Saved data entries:
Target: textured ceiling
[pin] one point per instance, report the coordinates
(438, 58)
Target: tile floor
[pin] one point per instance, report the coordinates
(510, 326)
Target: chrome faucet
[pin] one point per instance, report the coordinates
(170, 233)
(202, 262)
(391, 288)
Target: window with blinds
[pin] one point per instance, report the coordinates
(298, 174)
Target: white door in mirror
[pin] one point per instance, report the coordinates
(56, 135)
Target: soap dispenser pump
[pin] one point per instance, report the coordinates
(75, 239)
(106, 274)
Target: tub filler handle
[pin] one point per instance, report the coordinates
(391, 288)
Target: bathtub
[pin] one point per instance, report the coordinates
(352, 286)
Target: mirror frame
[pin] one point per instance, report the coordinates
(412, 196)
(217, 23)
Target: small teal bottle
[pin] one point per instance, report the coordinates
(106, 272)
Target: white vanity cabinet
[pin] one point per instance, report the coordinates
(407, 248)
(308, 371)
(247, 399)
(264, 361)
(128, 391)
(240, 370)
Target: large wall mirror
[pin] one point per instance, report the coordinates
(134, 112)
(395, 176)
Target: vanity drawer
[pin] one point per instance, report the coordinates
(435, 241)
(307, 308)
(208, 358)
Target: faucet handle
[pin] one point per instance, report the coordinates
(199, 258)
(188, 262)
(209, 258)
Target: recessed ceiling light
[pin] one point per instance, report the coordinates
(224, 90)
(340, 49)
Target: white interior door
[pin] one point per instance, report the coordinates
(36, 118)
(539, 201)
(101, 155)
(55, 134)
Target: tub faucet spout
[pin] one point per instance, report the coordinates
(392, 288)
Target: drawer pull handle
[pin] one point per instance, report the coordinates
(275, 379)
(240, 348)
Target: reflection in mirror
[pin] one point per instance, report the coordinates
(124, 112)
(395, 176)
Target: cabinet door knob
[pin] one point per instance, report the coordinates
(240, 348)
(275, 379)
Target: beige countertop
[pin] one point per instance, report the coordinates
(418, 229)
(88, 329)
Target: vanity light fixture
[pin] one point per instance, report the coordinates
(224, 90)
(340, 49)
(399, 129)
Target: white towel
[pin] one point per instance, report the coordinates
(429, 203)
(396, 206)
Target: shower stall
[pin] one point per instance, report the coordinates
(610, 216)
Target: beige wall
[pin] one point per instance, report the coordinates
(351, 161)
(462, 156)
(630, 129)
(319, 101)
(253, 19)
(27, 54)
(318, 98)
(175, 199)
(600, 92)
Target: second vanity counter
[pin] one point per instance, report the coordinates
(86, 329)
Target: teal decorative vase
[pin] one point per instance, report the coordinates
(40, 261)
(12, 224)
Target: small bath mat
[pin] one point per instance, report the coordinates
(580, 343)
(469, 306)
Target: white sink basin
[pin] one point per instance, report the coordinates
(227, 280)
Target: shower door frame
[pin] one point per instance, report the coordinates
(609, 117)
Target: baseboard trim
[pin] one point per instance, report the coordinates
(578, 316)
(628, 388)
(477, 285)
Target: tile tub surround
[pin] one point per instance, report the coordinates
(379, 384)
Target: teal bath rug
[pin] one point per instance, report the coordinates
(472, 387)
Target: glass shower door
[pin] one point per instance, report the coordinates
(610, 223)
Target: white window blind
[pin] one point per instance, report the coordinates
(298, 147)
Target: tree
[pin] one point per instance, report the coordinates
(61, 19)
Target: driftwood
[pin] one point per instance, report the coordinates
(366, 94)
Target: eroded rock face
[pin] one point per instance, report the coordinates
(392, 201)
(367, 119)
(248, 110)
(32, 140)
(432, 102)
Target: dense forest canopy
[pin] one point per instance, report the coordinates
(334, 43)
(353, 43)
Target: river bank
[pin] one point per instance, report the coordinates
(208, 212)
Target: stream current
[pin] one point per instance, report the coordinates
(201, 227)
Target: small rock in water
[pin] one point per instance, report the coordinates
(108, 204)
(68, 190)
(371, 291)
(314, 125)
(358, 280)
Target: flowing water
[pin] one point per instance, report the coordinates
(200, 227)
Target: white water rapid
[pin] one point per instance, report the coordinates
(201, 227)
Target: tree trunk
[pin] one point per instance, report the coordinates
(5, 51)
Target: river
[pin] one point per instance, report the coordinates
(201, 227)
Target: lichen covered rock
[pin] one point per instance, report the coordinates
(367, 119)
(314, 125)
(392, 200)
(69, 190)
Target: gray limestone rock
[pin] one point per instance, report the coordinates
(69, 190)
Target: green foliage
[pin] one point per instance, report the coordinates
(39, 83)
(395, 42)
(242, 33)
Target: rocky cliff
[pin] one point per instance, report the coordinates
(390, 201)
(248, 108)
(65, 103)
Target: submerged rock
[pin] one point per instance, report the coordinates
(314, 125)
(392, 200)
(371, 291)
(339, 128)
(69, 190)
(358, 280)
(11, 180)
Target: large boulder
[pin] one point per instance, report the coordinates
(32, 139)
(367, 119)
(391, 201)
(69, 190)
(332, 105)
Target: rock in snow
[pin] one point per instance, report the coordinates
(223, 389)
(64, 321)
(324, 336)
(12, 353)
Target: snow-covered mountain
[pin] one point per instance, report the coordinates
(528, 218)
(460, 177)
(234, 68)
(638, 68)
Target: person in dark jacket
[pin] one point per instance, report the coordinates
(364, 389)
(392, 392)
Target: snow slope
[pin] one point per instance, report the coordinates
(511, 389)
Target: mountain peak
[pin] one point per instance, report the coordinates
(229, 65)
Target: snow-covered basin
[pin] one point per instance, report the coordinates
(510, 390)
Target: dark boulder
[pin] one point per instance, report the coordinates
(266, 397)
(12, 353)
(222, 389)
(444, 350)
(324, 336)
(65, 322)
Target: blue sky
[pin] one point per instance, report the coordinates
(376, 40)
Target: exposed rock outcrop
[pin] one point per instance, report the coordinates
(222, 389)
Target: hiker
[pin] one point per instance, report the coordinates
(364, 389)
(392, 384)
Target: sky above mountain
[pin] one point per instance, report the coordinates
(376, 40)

### Task details:
From the data above, state how many lines contain the string "faucet", offering no other words.

### Task answer:
3